** Consigne **
Rédigez la suite du texte sur les objets interdits et non autorisés chez les détenus, à partir de sa dernière phrase.

** Texte source **
■ ■ ■ ■
Le paragraphe 36 de la DC 090 aborde également la question des « objets interdits » :

Au cours des fouilles ordinaires des cellules, les membres du personnel doivent contrôler la présence d’objets achetés à la cantine ou autres, qui ne figurent pas au relevé des effets personnels du détenu ni sur son permis d’artisanat. Si un détenu a dans sa cellule des objets qu’il n’a pas achetés légitimement ou dont la valeur dépasse les plafonds prescrits, ces articles constituent des objets non autorisés (par opposition à des objets interdits). Les objets non autorisés, de même que les objets interdits, peuvent être confisqués, et une accusation d’infraction disciplinaire peut être portée contre le détenu en cause. Les objets interdits confisqués doivent être aliénés conformément aux politiques et procédures du SCC.
■ ■ ■ ■
** Données fournies **
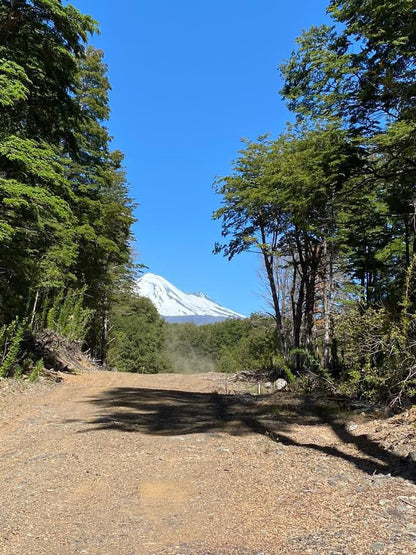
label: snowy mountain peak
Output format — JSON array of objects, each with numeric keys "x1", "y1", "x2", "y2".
[{"x1": 137, "y1": 272, "x2": 245, "y2": 323}]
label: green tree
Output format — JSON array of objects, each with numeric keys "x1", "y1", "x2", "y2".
[{"x1": 107, "y1": 296, "x2": 168, "y2": 374}]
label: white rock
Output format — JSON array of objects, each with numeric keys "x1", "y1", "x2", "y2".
[{"x1": 274, "y1": 378, "x2": 288, "y2": 391}]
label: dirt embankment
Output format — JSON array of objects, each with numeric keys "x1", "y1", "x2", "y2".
[{"x1": 0, "y1": 372, "x2": 416, "y2": 555}]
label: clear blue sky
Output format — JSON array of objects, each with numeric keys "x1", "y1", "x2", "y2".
[{"x1": 71, "y1": 0, "x2": 328, "y2": 315}]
■ ■ ■ ■
** Réponse **
[Non souligné dans l’original.]

 

[93]           Bien que les questions relatives à l’interprétation de ce qui constitue des « objets interdits » soient essentiellement des questions de droit, les employés de SCC sont dans une position unique pour déterminer le risque que certains articles peuvent poser à l’Établissement, et la Cour doit faire preuve de retenue envers les décisions qu’ils prennent sur ces questions. Vu les faits de l’espèce, je ne qualifierais pas la machine à écrire de M. Johnson d’« objet interdit ». Selon moi, la machine à écrire de M. Johnson était un « objet non autorisé », étant en dépassement de la limite applicable aux effets de M. Johnson gardés en cellule.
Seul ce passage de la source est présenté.